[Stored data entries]
◆ ◆ ◆ ◆ ◆

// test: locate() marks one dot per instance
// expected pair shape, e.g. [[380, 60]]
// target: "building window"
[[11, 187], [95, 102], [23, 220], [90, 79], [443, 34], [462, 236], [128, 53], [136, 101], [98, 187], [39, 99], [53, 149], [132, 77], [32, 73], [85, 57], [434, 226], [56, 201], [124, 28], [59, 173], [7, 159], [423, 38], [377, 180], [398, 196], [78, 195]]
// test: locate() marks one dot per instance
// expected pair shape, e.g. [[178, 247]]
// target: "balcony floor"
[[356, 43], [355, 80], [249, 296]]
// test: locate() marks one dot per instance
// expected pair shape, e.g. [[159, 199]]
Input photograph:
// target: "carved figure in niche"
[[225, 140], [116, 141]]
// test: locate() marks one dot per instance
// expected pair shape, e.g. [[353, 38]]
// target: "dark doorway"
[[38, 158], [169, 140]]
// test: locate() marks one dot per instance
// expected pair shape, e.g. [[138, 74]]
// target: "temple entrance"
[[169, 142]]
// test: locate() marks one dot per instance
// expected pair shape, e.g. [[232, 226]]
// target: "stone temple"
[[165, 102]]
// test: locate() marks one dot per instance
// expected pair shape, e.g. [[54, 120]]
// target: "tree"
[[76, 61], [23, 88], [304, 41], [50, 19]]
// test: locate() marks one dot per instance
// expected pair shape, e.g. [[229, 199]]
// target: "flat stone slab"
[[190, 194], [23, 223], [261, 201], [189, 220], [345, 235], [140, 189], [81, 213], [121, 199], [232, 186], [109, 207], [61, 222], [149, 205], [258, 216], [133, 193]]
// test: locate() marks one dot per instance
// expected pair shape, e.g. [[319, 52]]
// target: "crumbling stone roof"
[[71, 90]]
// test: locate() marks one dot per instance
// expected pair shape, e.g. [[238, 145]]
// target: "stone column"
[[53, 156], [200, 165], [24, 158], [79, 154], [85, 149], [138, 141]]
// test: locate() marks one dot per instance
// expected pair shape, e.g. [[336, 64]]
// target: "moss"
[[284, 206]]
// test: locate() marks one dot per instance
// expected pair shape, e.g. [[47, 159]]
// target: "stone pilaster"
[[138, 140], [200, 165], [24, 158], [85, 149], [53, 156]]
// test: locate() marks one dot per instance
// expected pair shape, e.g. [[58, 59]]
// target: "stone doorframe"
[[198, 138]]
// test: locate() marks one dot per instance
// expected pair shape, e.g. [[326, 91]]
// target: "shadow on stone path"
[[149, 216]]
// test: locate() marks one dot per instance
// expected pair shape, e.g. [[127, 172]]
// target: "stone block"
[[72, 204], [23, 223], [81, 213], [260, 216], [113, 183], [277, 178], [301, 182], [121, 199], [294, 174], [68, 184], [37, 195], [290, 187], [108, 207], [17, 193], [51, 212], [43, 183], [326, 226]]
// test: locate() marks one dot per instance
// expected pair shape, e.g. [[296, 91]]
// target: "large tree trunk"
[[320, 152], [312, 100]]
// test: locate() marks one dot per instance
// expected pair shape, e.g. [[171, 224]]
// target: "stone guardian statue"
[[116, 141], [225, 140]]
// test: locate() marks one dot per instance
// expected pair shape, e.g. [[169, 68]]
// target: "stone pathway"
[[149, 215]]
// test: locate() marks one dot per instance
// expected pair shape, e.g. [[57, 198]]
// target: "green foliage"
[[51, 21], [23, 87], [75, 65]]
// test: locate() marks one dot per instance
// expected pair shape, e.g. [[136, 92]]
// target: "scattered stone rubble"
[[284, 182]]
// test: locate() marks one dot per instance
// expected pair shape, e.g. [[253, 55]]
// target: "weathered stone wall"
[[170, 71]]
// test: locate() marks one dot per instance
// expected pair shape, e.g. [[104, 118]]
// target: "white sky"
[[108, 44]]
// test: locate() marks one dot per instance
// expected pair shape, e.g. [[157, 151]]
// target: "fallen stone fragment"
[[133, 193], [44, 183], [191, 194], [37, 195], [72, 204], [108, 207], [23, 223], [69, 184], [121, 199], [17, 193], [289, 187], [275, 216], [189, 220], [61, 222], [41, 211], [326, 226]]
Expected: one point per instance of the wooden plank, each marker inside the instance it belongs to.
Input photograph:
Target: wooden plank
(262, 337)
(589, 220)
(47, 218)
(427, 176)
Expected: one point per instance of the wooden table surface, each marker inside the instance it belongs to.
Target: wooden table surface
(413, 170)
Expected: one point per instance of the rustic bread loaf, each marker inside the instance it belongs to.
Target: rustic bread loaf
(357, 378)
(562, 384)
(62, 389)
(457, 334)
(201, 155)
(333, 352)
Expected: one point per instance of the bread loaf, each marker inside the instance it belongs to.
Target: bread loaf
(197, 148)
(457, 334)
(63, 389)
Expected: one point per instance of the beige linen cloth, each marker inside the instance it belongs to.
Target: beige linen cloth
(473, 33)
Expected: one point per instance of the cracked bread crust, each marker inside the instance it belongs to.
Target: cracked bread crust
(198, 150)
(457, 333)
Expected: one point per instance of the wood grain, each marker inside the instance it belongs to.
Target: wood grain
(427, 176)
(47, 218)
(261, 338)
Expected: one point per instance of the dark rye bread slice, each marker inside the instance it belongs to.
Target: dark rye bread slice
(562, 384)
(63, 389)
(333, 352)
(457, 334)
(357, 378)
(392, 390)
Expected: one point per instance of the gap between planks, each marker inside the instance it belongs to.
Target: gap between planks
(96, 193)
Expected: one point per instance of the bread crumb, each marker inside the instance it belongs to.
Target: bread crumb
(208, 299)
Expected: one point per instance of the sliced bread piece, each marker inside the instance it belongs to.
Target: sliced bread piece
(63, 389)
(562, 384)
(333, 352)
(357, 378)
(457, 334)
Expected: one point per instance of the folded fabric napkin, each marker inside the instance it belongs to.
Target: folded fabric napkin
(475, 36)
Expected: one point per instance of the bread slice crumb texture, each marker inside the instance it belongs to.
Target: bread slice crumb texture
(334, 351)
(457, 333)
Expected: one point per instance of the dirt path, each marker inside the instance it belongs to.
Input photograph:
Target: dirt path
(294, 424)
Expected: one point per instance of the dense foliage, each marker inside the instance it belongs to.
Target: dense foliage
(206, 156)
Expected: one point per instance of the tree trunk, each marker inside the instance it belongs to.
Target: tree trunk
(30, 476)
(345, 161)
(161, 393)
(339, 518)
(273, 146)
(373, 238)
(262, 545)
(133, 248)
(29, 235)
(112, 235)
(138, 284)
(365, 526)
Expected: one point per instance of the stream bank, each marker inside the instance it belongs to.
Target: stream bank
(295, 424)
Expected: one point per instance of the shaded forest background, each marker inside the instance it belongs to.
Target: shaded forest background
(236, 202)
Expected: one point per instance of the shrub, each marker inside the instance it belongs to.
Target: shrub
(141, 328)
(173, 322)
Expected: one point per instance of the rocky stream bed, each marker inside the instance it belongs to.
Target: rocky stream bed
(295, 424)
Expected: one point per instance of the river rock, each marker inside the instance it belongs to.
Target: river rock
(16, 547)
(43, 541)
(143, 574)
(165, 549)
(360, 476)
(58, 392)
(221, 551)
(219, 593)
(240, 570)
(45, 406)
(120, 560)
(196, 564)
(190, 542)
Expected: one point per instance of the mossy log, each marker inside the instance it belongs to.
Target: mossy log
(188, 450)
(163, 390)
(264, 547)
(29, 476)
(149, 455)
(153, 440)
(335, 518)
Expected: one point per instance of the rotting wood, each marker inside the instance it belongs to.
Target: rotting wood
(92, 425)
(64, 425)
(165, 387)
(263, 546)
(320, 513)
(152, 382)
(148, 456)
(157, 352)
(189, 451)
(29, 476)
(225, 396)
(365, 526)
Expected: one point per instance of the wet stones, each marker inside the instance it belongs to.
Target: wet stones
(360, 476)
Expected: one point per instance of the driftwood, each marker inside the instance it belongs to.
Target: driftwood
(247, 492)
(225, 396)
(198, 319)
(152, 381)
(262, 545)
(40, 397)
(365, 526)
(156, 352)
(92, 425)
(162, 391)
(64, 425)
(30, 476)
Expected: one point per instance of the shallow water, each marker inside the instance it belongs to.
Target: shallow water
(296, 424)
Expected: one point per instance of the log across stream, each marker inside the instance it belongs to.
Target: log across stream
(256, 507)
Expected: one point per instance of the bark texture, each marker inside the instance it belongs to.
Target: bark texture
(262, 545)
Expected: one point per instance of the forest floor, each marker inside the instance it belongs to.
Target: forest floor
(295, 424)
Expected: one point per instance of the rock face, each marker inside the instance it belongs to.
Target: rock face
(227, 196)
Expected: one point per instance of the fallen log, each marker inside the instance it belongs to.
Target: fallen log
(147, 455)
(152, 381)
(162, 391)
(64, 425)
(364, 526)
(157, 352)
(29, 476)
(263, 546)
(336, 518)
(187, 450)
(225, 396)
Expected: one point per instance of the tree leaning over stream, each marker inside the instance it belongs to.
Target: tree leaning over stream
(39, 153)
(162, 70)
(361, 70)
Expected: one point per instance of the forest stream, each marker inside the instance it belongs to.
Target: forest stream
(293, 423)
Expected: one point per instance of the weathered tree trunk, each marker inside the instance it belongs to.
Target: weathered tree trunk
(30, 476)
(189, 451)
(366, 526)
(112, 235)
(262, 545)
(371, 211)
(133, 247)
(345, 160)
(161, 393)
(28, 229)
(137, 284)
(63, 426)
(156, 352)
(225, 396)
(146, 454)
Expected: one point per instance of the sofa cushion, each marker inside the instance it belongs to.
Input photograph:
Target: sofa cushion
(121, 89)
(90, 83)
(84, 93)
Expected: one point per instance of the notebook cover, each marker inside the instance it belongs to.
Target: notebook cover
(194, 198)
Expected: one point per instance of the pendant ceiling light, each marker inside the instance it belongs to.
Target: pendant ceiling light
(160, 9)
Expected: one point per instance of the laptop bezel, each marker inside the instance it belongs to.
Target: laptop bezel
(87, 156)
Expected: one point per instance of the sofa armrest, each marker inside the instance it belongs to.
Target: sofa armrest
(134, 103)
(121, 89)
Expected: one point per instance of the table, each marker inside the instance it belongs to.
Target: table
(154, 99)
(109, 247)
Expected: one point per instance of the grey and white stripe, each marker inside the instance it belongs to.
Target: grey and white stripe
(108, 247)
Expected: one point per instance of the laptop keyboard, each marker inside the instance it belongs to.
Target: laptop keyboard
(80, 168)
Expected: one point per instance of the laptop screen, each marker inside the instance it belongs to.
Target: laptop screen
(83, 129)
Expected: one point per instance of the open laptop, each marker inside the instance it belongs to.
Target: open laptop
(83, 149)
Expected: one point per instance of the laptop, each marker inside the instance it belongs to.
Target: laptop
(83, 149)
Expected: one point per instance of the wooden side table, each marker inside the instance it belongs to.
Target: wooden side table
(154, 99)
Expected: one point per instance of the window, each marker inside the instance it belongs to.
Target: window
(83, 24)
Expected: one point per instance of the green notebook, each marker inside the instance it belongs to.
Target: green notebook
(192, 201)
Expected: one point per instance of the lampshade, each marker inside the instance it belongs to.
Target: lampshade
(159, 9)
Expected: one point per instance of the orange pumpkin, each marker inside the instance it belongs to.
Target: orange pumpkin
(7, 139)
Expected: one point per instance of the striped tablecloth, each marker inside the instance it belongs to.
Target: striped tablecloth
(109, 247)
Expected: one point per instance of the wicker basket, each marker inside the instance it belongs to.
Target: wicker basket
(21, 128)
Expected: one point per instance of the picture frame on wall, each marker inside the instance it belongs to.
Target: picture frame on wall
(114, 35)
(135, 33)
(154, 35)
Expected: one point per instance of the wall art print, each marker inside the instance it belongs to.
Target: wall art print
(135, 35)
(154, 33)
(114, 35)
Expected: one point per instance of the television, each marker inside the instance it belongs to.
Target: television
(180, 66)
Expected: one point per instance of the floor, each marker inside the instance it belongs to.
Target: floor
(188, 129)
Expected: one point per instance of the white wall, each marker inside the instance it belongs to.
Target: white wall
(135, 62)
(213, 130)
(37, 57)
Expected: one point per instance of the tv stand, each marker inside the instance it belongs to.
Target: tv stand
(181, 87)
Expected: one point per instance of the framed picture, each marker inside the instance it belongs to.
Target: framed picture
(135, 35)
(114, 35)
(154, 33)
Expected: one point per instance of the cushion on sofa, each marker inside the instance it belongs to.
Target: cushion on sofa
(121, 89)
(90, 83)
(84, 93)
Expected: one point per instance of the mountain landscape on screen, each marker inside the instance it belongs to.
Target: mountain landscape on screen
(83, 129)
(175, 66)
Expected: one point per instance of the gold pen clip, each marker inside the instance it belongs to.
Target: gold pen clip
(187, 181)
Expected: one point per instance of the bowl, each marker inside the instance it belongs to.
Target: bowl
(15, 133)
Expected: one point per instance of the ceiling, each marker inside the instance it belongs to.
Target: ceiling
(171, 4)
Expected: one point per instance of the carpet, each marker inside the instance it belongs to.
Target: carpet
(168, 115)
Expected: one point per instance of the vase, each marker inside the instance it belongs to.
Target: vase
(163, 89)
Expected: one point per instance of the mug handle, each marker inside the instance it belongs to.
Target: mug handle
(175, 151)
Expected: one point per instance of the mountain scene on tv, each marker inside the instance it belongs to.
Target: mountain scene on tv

◆ ◆ ◆ ◆ ◆

- [Problem requirements]:
For this task, write out exactly the lines of the entries above, starting at the line with "Expected: one point per instance of the grey" and ending at the line with "Expected: one point per instance of the wooden side", both included, and no others.

- [Reply to the exercise]:
Expected: one point per instance of the grey and white stripe, each marker inside the instance it belongs to.
Target: grey and white stripe
(108, 247)
Expected: one point per instance of the laptop keyboard, each marker inside the instance it belongs to.
Target: laptop keyboard
(80, 168)
Expected: one point per instance of the laptop screen, each marker inside the instance it belongs to.
Target: laptop screen
(83, 129)
Expected: one point per instance of the open laptop, each marker inside the instance it belongs to.
Target: open laptop
(83, 149)
Expected: one point per instance of the laptop, each marker inside the instance it belongs to.
Target: laptop
(83, 149)
Expected: one point per instance of the wooden side table, each marker inside the instance it belongs to.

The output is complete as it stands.